Reproduce every one of the items below line for line, without changing a single character.

Material for this exercise:
□ □ □
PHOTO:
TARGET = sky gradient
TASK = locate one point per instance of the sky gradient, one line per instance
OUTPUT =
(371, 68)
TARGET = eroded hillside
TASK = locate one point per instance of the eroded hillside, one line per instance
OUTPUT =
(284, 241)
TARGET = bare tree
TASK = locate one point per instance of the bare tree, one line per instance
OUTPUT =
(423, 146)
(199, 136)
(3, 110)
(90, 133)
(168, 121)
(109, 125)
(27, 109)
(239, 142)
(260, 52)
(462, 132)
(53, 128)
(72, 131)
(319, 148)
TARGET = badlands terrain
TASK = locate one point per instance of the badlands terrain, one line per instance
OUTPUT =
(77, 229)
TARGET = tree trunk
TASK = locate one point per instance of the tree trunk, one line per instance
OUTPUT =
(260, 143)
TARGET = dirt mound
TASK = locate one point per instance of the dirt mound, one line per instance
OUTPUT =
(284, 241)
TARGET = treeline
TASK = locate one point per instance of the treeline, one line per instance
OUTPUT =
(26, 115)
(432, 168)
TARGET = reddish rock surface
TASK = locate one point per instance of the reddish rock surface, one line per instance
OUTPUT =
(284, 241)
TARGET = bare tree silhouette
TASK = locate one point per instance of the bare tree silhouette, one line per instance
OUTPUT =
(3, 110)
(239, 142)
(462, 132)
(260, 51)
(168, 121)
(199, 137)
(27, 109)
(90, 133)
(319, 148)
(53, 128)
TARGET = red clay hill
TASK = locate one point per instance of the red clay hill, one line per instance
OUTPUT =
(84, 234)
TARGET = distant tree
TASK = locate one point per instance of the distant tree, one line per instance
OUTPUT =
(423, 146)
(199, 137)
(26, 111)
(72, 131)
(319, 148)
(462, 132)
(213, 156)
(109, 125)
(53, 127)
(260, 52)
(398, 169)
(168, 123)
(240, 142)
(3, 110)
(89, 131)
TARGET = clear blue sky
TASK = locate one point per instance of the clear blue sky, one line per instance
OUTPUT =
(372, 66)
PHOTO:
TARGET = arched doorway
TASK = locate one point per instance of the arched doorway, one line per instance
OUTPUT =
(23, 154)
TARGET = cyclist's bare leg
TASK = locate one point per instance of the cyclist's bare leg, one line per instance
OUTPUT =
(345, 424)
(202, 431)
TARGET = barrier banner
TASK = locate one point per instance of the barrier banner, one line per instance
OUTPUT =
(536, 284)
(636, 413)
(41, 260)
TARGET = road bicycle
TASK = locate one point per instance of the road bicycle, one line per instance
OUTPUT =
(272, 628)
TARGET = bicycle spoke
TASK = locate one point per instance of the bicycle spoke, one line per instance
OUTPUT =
□ □ □
Answer to this task:
PHOTO:
TARGET = sky gradient
TASK = locate one point per instance of the sky gradient, one line per instance
OUTPUT =
(371, 68)
TARGET = eroded hillside
TASK = locate one point per instance of the eroded hillside, one line per instance
OUTPUT =
(284, 241)
TARGET = bare tree
TASK = locate one point per instance of the bare tree, one line per instance
OUTPUT =
(423, 146)
(199, 136)
(3, 110)
(90, 133)
(168, 121)
(109, 125)
(27, 109)
(239, 142)
(260, 52)
(462, 132)
(53, 128)
(72, 131)
(319, 148)
TARGET = badlands terrain
TASK = locate one point per instance of the badlands terrain, one line per instance
OUTPUT =
(77, 229)
TARGET = tree trunk
TASK = locate one point per instance of the tree trunk, one line per instance
OUTPUT =
(260, 143)
TARGET = dirt mound
TASK = locate one point per instance of the dirt mound, one line per instance
OUTPUT =
(284, 241)
TARGET = treeline
TASK = locate one point per instance of the treeline, one line per instance
OUTPUT =
(26, 115)
(432, 168)
TARGET = reddish rock surface
TASK = locate one point per instance of the reddish rock surface, one line per instance
OUTPUT =
(284, 241)
TARGET = bare tree silhouette
TASK = locate one point per instance of the bare tree silhouette, one line per instance
OUTPUT =
(3, 110)
(239, 142)
(462, 132)
(260, 51)
(168, 121)
(199, 137)
(27, 109)
(90, 133)
(319, 148)
(53, 128)
TARGET = red clay hill
TASK = locate one point per instance of the red clay hill, one line per instance
OUTPUT =
(84, 234)
TARGET = distant tree
TASK = locate one point per instance of the distant tree, one line per instance
OUTPUT =
(423, 146)
(199, 137)
(26, 111)
(72, 131)
(319, 148)
(462, 132)
(213, 156)
(109, 125)
(53, 127)
(260, 52)
(398, 169)
(168, 123)
(240, 142)
(3, 110)
(89, 131)
TARGET = clear blue sky
TASK = locate one point per instance of the clear blue sky, one line per instance
OUTPUT =
(372, 66)
PHOTO:
TARGET = arched doorway
TASK = locate one point per instance of the arched doorway, one line per instance
OUTPUT =
(23, 154)
TARGET = cyclist's bare leg
TASK = locate one point per instance of the cyclist's bare leg, one line per instance
OUTPUT =
(345, 424)
(202, 431)
TARGET = barrier banner
TASK = locate one point per instance of the barrier banner, one line per instance
OUTPUT =
(536, 284)
(636, 413)
(41, 260)
TARGET = road bicycle
TASK = locate one point per instance of the road bicycle, one line per instance
OUTPUT =
(272, 628)
TARGET = bicycle spoke
TASK = locate one point per instance of the bicycle spoke, one line per instance
OUTPUT =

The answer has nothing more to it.